Problem to work on. Copy out each line below verbatim, skipping any picture.

═══ Provided data

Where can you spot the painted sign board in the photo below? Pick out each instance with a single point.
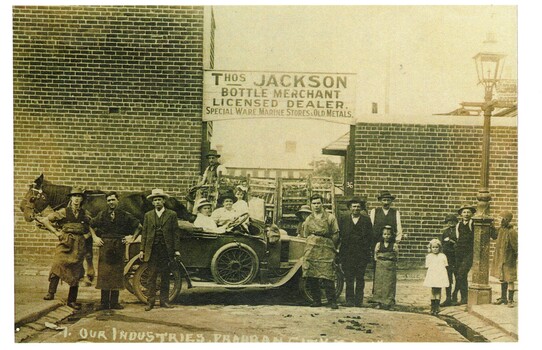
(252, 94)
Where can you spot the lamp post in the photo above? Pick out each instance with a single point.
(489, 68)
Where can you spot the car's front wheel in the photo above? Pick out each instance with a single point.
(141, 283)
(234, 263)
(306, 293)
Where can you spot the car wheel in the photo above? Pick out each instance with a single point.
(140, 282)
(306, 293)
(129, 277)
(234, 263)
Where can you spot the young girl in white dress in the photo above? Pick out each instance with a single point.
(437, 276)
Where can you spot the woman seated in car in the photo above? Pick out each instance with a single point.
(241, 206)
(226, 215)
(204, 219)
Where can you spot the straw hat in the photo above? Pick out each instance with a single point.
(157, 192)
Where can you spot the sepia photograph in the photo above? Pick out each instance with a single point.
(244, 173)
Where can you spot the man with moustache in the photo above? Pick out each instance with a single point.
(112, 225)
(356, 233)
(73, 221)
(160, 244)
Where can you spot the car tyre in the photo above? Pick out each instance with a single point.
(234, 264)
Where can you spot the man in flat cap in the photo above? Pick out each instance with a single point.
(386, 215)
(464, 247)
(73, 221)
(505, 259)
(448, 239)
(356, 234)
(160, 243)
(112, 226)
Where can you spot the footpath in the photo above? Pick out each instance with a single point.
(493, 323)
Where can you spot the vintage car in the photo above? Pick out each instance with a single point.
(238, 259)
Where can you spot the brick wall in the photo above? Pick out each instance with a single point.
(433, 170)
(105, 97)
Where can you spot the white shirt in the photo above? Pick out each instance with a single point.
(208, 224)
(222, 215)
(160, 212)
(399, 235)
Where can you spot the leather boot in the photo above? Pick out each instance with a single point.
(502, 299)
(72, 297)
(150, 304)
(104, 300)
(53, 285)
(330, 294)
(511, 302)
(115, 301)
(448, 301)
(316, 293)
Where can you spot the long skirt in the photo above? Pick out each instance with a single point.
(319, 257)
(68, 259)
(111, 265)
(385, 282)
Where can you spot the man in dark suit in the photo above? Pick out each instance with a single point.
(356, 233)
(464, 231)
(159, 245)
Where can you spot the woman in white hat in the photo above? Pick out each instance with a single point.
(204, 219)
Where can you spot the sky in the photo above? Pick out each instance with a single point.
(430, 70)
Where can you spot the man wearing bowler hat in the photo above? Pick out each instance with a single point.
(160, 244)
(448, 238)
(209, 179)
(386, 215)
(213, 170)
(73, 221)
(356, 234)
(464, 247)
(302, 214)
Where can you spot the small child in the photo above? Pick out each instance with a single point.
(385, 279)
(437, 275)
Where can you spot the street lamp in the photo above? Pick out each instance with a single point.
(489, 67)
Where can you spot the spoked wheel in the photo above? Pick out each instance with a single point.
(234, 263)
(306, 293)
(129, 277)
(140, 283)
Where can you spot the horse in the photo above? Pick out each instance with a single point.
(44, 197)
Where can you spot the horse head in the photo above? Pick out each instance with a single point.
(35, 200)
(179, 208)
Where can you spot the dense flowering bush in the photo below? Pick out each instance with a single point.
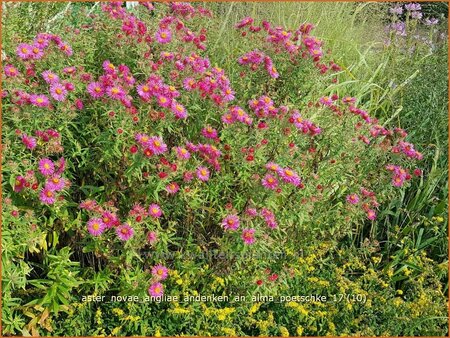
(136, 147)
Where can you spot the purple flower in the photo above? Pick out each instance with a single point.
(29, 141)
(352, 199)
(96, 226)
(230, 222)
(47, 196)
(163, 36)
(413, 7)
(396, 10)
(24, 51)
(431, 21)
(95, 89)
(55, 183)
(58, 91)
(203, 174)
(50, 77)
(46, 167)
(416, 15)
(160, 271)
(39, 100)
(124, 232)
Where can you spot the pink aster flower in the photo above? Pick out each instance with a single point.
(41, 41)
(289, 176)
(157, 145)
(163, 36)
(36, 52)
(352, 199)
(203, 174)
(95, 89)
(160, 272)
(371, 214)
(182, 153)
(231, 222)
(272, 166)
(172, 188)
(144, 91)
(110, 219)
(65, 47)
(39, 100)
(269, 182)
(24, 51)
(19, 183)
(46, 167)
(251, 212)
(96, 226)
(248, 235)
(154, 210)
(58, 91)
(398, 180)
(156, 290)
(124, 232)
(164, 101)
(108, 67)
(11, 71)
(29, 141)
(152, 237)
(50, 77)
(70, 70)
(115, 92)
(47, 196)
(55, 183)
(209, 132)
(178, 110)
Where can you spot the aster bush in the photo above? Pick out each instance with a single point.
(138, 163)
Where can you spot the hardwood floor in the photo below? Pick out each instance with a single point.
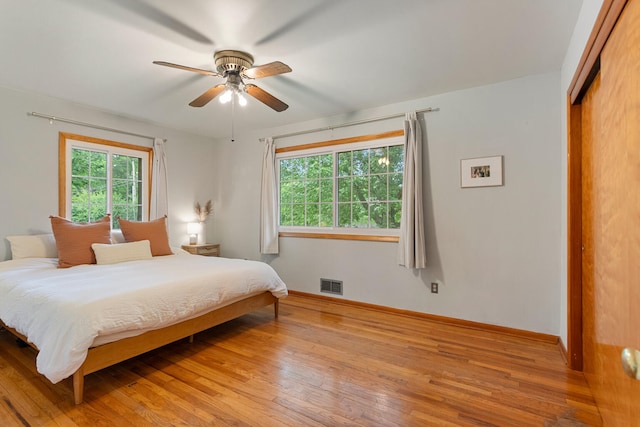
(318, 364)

══════

Result of the exercise.
Where can you spot the painted sign board in the photo below? Pick out each instance with a single point.
(252, 94)
Where can you spot the lamp post in the photo above? Pick out each instance with a single point.
(489, 68)
Where can you spot the car's front wheel in the photo above? Pick out each instance with a single point.
(141, 283)
(234, 263)
(306, 293)
Where can you spot the car wheel in the photo above? Pick out each instance with a single point.
(140, 282)
(306, 293)
(129, 277)
(234, 263)
Where can you spot the young girl in white dress in the photo above? Pick out each instance with a single point.
(437, 276)
Where can you spot the woman seated in car in the photo above? Pick out each instance with a single point.
(241, 206)
(226, 215)
(204, 219)
Where can you spot the straw hat in the photo above? Pick out each instance with a single point.
(157, 192)
Where can you spot the sepia photograph in the photo above? Pick out each instance with a single point.
(244, 173)
Where can you spot the man with moustache in the photo above? Pick out each instance with a single point.
(112, 225)
(356, 233)
(73, 221)
(160, 244)
Where can you spot the car tyre in the photo above? Pick out each instance with a single point.
(234, 264)
Where can you spot the man in flat cap in the photo above? Pick out each instance with a single point.
(386, 215)
(464, 247)
(73, 221)
(505, 259)
(448, 239)
(356, 234)
(160, 243)
(112, 226)
Where can you spot the footpath in the photo above? Pick out each instance with a single point.
(493, 323)
Where can you spot the vintage car in the photo above? Pick out each instance with a single point.
(238, 259)
Where can you spot the brick wall in the photo above? Pick out each instance with a single point.
(433, 170)
(105, 97)
Where can you spot the white shirt in the photo above? Pick out each instance with a single point.
(208, 224)
(222, 215)
(160, 212)
(399, 235)
Where can you spot the leather boot in the photo above? Pick out each instance with a single point.
(502, 299)
(72, 297)
(150, 304)
(104, 300)
(53, 285)
(330, 294)
(511, 302)
(115, 301)
(448, 301)
(316, 293)
Where can you spot the long skirt in the photo above? Pick out each instance with a single point.
(319, 257)
(68, 259)
(111, 265)
(385, 282)
Where can you spot the man in dark suit in the photo above? Pick out each instance with a single point.
(356, 233)
(464, 231)
(159, 245)
Where can you spot the woman in white hat in the photo above? Pick out each instance with a single point.
(204, 219)
Where can you spot the sky in the photo above? Pick out each instance with a single point.
(430, 70)
Where can you spot the man wearing bowler hat in the photo above? Pick out each instance with a single point.
(160, 244)
(448, 238)
(209, 179)
(386, 215)
(213, 170)
(73, 221)
(356, 234)
(464, 247)
(302, 214)
Where can you spot the small child in the photo above? Pick out each instance with a single point.
(385, 279)
(437, 275)
Where can you spot the street lamp in the photo above? Pick out each instance with a single point.
(489, 67)
Where can you spot the spoked wheel in the photo above? Pick out each instance with a single point.
(234, 263)
(306, 293)
(129, 277)
(140, 283)
Where can you spot the horse in the photo above? Pick out each instance with a single point.
(44, 197)
Where can you spot the horse head in the photo above? Pick out each instance with a single point.
(35, 200)
(179, 208)
Where can you spot the dense flowering bush in the photo below? Pick out each instance with a single point.
(136, 147)
Where can you spot the purple flower in the photo above? Pick out each instance with a single point.
(29, 141)
(352, 199)
(96, 226)
(230, 222)
(47, 196)
(163, 36)
(413, 7)
(396, 10)
(24, 51)
(431, 21)
(95, 89)
(55, 183)
(58, 91)
(203, 174)
(50, 77)
(46, 167)
(416, 15)
(160, 271)
(39, 100)
(124, 232)
Where can you spot the pink aster flower in the photo above? Pick out each instance with a single point.
(41, 41)
(289, 176)
(157, 145)
(163, 36)
(36, 52)
(352, 199)
(203, 174)
(95, 89)
(160, 272)
(371, 214)
(182, 153)
(231, 222)
(272, 166)
(172, 188)
(144, 91)
(110, 219)
(65, 47)
(39, 100)
(269, 182)
(24, 51)
(19, 183)
(46, 167)
(251, 212)
(96, 226)
(248, 235)
(154, 210)
(58, 91)
(398, 180)
(156, 290)
(124, 232)
(164, 101)
(108, 67)
(11, 71)
(29, 141)
(152, 237)
(50, 77)
(70, 70)
(115, 92)
(47, 196)
(55, 183)
(209, 132)
(178, 110)
Where can you spot the aster bush in the photo above? Pick out each instance with a single point.
(138, 163)
Where can you spot the hardwood floor in the photo below? Pick out each instance with a single point.
(318, 364)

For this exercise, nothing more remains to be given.